Records to use:
=====

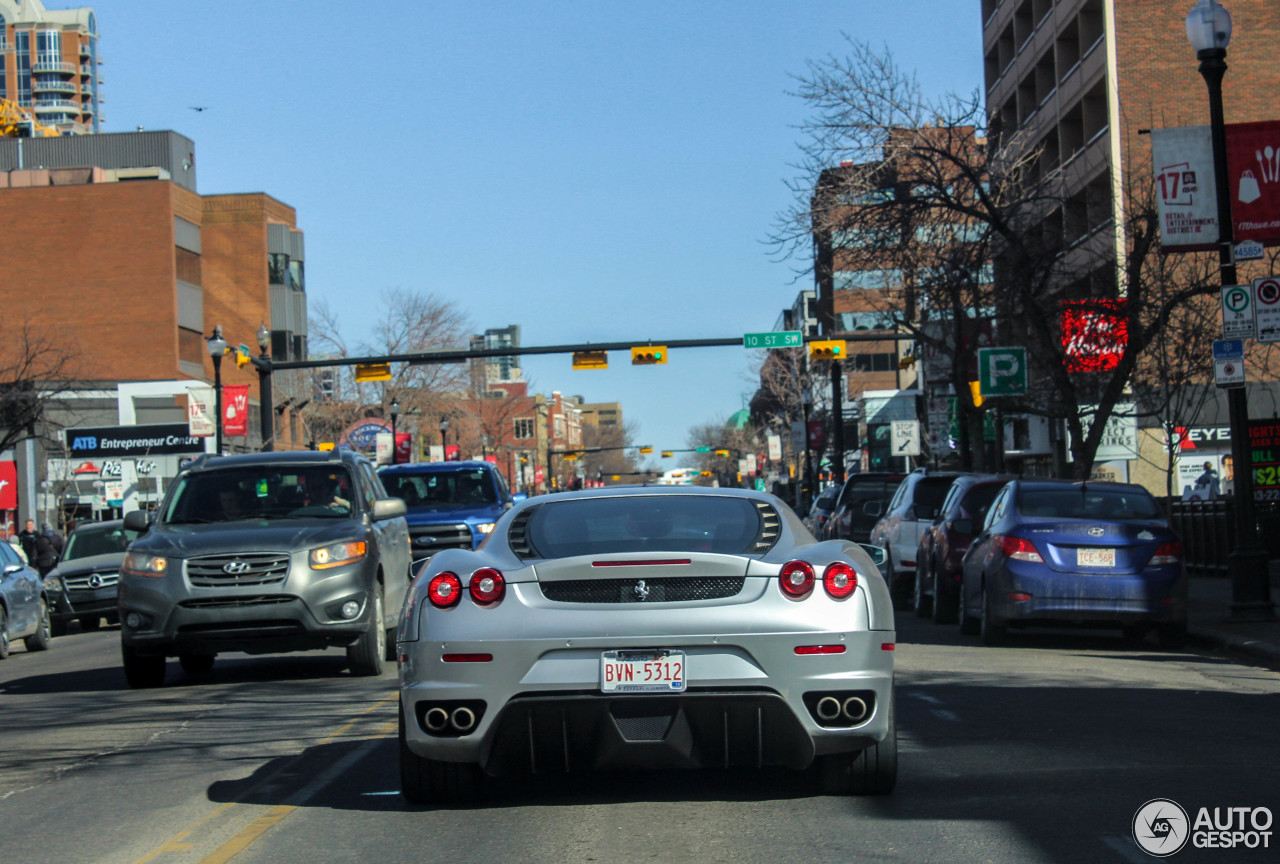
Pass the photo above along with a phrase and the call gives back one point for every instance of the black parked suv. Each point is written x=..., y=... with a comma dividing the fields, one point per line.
x=261, y=553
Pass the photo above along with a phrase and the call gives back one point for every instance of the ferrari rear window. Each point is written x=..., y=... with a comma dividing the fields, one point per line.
x=590, y=526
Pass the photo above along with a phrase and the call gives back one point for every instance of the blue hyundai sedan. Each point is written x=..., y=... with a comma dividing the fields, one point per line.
x=1072, y=553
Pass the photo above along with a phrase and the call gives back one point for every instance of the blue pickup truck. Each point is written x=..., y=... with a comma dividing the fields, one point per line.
x=451, y=504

=====

Problem description:
Leave out all images, then reproduce the entries above exactly.

Right answer:
Pass the photo above along with a phrase and the call gives back one point for every instance of the black parked suv. Each point is written x=..., y=... with a comma dividing the fields, one point per line.
x=261, y=553
Pass the photo above along with a phrase and the call gives back one point for every instance of the ferrari rear window. Each point is written x=..., y=... with a comma dividing the fields, one point per line.
x=590, y=526
Pass the photo above along with a phrase and the call gives back one point for every instance of the blue hyundai sedan. Each point is written x=..., y=... with a comma dividing the fields, one point per line.
x=1072, y=553
Pass the photo above along with a phrase and the call gives back one point for every instance of the blue pickup truck. Each point is written x=..., y=... with a comma dividing the fields, one point per line.
x=451, y=504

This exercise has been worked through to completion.